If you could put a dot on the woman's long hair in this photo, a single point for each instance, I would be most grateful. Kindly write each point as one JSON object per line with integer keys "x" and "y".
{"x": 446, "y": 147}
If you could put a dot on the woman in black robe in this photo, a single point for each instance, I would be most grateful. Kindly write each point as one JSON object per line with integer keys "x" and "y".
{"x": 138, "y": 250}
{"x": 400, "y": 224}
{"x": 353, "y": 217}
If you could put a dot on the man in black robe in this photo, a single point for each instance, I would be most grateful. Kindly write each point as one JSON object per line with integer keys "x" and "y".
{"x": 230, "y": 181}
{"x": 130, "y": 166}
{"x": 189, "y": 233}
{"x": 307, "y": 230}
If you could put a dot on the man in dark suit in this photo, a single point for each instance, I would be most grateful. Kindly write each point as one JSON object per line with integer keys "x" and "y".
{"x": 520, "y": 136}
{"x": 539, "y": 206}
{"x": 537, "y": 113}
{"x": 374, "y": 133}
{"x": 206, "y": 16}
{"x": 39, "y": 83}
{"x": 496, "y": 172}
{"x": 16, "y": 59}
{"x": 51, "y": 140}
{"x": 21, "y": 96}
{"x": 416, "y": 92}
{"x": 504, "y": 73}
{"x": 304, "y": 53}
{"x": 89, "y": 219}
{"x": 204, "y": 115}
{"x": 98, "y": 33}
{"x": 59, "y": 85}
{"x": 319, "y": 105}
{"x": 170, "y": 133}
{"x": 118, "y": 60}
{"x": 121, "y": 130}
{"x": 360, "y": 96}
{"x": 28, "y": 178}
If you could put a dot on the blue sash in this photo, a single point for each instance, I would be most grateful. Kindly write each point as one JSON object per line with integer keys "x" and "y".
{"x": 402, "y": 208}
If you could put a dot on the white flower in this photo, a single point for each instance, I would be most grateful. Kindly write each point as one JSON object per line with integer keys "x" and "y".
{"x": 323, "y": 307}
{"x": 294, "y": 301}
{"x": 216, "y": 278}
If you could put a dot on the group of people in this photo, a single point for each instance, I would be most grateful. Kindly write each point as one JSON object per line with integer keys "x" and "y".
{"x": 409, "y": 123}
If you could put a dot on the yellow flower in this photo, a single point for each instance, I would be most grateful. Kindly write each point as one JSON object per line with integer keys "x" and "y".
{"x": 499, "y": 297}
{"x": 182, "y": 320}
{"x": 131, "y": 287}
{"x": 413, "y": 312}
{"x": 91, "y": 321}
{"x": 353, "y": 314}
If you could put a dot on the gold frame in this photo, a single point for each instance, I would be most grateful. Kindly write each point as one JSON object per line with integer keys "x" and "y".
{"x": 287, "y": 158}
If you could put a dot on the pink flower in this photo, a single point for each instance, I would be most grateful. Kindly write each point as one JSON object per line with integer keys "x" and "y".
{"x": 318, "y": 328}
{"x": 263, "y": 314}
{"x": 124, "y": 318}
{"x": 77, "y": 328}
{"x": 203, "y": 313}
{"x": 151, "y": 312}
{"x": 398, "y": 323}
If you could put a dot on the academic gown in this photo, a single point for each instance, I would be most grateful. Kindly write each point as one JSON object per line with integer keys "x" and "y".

# What is needed:
Copy out the entries above word for word, starting at the line that contains "If you could put a dot on the pink" and continuing through the end of the entries, with both ends included.

# Finished task:
If you could put a dot on the pink flower in this photo, a single point for each instance, I would be most grateful. Kindly write each point as one JSON object per line with integer keys "x" and "y".
{"x": 318, "y": 328}
{"x": 263, "y": 314}
{"x": 124, "y": 318}
{"x": 77, "y": 328}
{"x": 203, "y": 313}
{"x": 151, "y": 312}
{"x": 398, "y": 323}
If you could put a dot on the academic gown in this photo, a single point for each instance, I would be most grateful. Kindly write each point as one JSON object per line with integer keys "x" and "y".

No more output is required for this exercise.